[CONSIGNES]
A. Relevez tous les titres de livres cités dans la biographie de Paul Auster.
B. D'après la biographie de Paul Auster, où et à quelle date l'écrivain est-il né ?

[TEXTE SOURCE]
----------------

Biographie sélective



Comme son nom l'indique, cette biographie ne retrace pas toute la vie de Paul Auster. Si vous souhaitez connaître le passé de l'écrivain dans ses moindres détails, vous pouvez notamment consulter l'ouvrage de Gérard de Cortanze, La solitude du labyrinthe (Actes Sud), ou bien lire l'autobiographie d'Auster, intitulée Le Diable par la queue (1996). Contrairement à d'autres écrivains, Paul Auster n'a pas fait un grand usage des scènes oniriques dans ses romans. Il a fallu attendre le dernier en date, Tombouctou, pour cela. La psychanalyse a montré que les rêves avaient des contenus fortement autobiographiques, étaient constitués d'éléments réels de notre vie à l'état d'éveil, mais réorganisés de façon plus ou moins différente. C'est le but de cette courte biographie de relier des événements de la vie de Paul Auster avec son oeuvre, afin de mettre en évidence leurs interactions.

1947 : Naissance à Newark, New Jersey, le 3 février. Le moins que nous puissions faire dans cette biographie dite "sélective" était de mentionner la naissance de celui qui allait plus tard devenir le célèbre auteur de la Trilogie new yorkaise. Une des raisons pour lesquelles il est important d'insister sur cette naissance, c'est que toute l'oeuvre de Paul Auster fait de l'identité, de l'être, un thème central. Central parce que tout part de là. Plus que chez tout autre écrivain, Auster accorde aux éléments autobiographiques, à sa vie propre, une importance particulière. Tout lecteur qui s'intéresse un tant soit peu à l'oeuvre d'Auster doit se tenir prêt à aller gratter sous la peinture de ses fictions afin de trouver le tableau original, celui sur lequel repose toutes les autres couches : la vie réelle.

"Chaque homme est l'auteur de sa propre vie." Moon Palace

1963 :Travaille pendant l'été dans un camp de vacances, au nord de l'Etat de New York. C'est là qu'il entre en contact avec les clochards, les sans-foyers, avec toute une frange de la population vivant en parallèle de celle dite "normale".

----------------

[DONNÉES ENREGISTRÉES]
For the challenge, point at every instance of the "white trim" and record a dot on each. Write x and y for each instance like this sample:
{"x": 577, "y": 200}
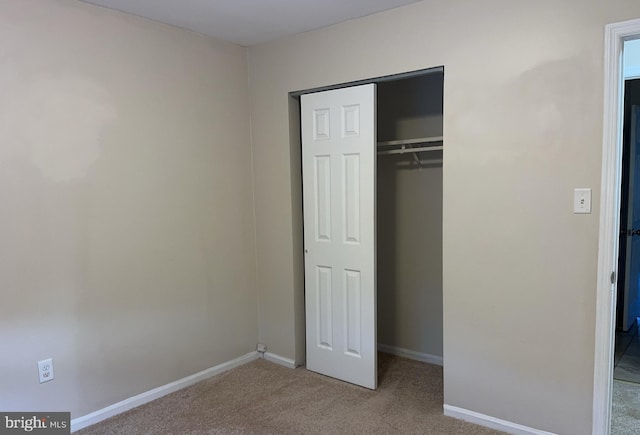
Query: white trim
{"x": 615, "y": 34}
{"x": 411, "y": 354}
{"x": 491, "y": 422}
{"x": 280, "y": 360}
{"x": 633, "y": 72}
{"x": 148, "y": 396}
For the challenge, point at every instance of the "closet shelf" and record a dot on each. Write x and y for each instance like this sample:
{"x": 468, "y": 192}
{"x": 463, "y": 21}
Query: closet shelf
{"x": 411, "y": 145}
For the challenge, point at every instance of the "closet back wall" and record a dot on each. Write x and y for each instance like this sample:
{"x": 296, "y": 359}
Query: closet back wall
{"x": 409, "y": 213}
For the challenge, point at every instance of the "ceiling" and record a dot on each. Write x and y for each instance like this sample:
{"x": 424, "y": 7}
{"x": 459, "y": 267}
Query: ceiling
{"x": 250, "y": 22}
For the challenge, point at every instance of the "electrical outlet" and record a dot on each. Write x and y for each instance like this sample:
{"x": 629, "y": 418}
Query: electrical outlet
{"x": 45, "y": 370}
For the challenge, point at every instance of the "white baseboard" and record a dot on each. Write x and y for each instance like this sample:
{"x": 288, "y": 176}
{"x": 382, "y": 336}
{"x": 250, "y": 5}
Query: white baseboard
{"x": 491, "y": 422}
{"x": 280, "y": 360}
{"x": 148, "y": 396}
{"x": 411, "y": 354}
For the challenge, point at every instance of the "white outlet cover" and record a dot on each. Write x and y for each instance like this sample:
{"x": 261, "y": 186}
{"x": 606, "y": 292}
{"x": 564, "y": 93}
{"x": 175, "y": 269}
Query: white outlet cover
{"x": 45, "y": 370}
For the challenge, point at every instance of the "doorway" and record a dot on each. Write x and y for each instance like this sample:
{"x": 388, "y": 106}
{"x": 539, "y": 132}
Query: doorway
{"x": 408, "y": 113}
{"x": 616, "y": 35}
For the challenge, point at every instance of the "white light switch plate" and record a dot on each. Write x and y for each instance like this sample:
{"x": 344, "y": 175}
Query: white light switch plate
{"x": 582, "y": 201}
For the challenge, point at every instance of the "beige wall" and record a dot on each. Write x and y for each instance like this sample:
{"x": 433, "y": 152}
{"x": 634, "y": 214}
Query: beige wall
{"x": 126, "y": 231}
{"x": 522, "y": 124}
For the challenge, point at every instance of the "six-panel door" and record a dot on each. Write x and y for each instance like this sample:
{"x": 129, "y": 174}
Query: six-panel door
{"x": 339, "y": 176}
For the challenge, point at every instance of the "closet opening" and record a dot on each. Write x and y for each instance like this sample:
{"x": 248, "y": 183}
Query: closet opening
{"x": 407, "y": 145}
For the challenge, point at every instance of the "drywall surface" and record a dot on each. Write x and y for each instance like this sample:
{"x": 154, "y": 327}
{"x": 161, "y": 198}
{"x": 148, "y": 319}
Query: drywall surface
{"x": 409, "y": 217}
{"x": 522, "y": 125}
{"x": 409, "y": 213}
{"x": 126, "y": 232}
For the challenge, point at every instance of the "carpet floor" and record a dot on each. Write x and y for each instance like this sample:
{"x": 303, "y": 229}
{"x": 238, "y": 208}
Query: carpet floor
{"x": 264, "y": 398}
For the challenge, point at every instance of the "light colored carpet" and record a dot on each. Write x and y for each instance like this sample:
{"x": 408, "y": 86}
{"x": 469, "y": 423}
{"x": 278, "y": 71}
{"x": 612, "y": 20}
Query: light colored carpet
{"x": 625, "y": 415}
{"x": 264, "y": 398}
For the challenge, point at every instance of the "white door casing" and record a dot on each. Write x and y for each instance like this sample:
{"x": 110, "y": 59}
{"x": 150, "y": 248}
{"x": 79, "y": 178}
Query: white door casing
{"x": 609, "y": 231}
{"x": 339, "y": 188}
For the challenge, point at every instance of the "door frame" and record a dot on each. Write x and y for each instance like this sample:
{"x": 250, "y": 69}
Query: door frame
{"x": 615, "y": 35}
{"x": 295, "y": 149}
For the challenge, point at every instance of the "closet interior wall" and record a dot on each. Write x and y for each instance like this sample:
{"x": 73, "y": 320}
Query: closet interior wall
{"x": 409, "y": 217}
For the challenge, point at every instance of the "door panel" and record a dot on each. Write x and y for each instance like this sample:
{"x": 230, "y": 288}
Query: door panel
{"x": 339, "y": 167}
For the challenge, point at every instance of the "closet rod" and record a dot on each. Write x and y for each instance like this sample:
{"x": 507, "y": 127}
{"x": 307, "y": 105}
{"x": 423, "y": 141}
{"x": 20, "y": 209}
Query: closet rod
{"x": 411, "y": 141}
{"x": 405, "y": 150}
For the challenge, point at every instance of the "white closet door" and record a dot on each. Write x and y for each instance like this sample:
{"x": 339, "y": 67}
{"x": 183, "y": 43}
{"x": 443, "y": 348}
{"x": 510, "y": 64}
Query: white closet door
{"x": 339, "y": 176}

----------------

[CORRIGÉ]
A.
La solitude du labyrinthe
Le Diable par la queue
Tombouctou
Trilogie new yorkaise
Moon Palace

B. Il est né à Newark, dans le New Jersey, le 3 février 1947.